- **What the task requires**: Transcribe each of the records below exactly, excluding all pictures.

- **Data excerpts**:
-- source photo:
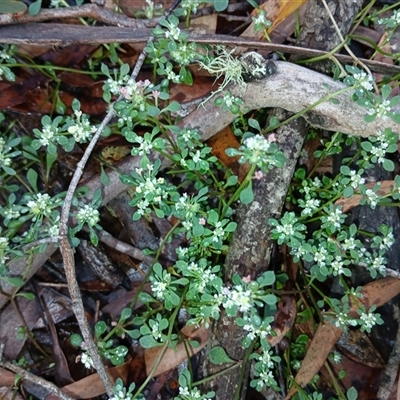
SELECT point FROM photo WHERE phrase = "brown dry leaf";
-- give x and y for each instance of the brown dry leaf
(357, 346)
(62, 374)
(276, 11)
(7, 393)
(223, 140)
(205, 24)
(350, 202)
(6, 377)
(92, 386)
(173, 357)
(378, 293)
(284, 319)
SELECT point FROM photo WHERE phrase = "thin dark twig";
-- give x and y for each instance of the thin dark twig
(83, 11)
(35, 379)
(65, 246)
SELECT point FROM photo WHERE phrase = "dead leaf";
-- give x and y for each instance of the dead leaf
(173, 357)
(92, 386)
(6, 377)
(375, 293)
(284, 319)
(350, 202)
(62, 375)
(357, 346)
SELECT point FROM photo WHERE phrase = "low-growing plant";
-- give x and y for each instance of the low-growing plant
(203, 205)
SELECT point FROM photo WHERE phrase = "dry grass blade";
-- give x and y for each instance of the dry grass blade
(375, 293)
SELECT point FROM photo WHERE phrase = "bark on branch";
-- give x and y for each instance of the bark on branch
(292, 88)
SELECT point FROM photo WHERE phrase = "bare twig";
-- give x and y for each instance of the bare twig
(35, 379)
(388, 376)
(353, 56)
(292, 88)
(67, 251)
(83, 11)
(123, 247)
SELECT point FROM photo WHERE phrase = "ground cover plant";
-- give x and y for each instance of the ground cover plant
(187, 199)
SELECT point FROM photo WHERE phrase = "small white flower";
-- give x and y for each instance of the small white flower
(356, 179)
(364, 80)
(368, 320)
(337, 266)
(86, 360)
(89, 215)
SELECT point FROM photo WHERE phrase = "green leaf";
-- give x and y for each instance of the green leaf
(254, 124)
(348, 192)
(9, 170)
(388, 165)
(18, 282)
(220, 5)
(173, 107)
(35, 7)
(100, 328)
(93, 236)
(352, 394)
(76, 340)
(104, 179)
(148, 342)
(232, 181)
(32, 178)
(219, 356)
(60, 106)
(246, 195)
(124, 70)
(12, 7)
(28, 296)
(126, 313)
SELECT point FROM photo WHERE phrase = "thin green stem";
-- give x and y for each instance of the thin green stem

- **Answer to this task**:
-- source photo:
SELECT point FROM photo WHERE phrase = "brown dry leaf";
-- give x and y for each instance of the brown dry leaf
(357, 346)
(62, 374)
(276, 11)
(7, 393)
(223, 140)
(205, 24)
(350, 202)
(6, 377)
(92, 386)
(173, 357)
(378, 293)
(284, 319)
SELECT point FROM photo WHERE phrase = "thin dark twig";
-- give x and y for each instance of the thin dark twig
(83, 11)
(35, 379)
(65, 246)
SELECT point FROM photo WHERE phrase = "dead leaf";
-- give x and y for each instance of the dead leaf
(173, 357)
(92, 386)
(6, 377)
(375, 293)
(284, 319)
(350, 202)
(62, 375)
(357, 346)
SELECT point FROM photo WHERE phrase = "low-growing plant";
-- give x and y for each instance of the low-growing plant
(203, 205)
SELECT point FROM photo WHERE phrase = "dry grass blade";
-- give x and y for each instance of the dry grass blade
(375, 293)
SELECT point FROM photo WHERE phrase = "bark on branch";
-- give x and y for each instance of the bark on branch
(292, 88)
SELECT point FROM photo WHERE phrase = "bare twig";
-- give x and y for each instance of the bare twig
(35, 379)
(388, 376)
(353, 56)
(292, 88)
(67, 251)
(83, 11)
(123, 247)
SELECT point FROM photo WHERE phrase = "ground cover plant";
-- give x and y for each instance of the ground cover plant
(187, 199)
SELECT point FROM photo WHERE phrase = "small white flower";
-- give x and y for each instance of the small white flower
(356, 179)
(364, 80)
(368, 320)
(337, 266)
(86, 360)
(89, 215)
SELECT point FROM photo WHERE phrase = "green leaf";
-- give x and y for each instance of the green leaf
(254, 124)
(348, 192)
(9, 170)
(388, 165)
(18, 282)
(220, 5)
(173, 107)
(35, 7)
(100, 328)
(93, 236)
(352, 394)
(76, 340)
(104, 179)
(148, 342)
(232, 181)
(32, 178)
(219, 356)
(60, 106)
(246, 195)
(124, 70)
(12, 7)
(28, 296)
(126, 313)
SELECT point FROM photo WHERE phrase = "thin green stem";
-- give x and y for each instance of the thin green stem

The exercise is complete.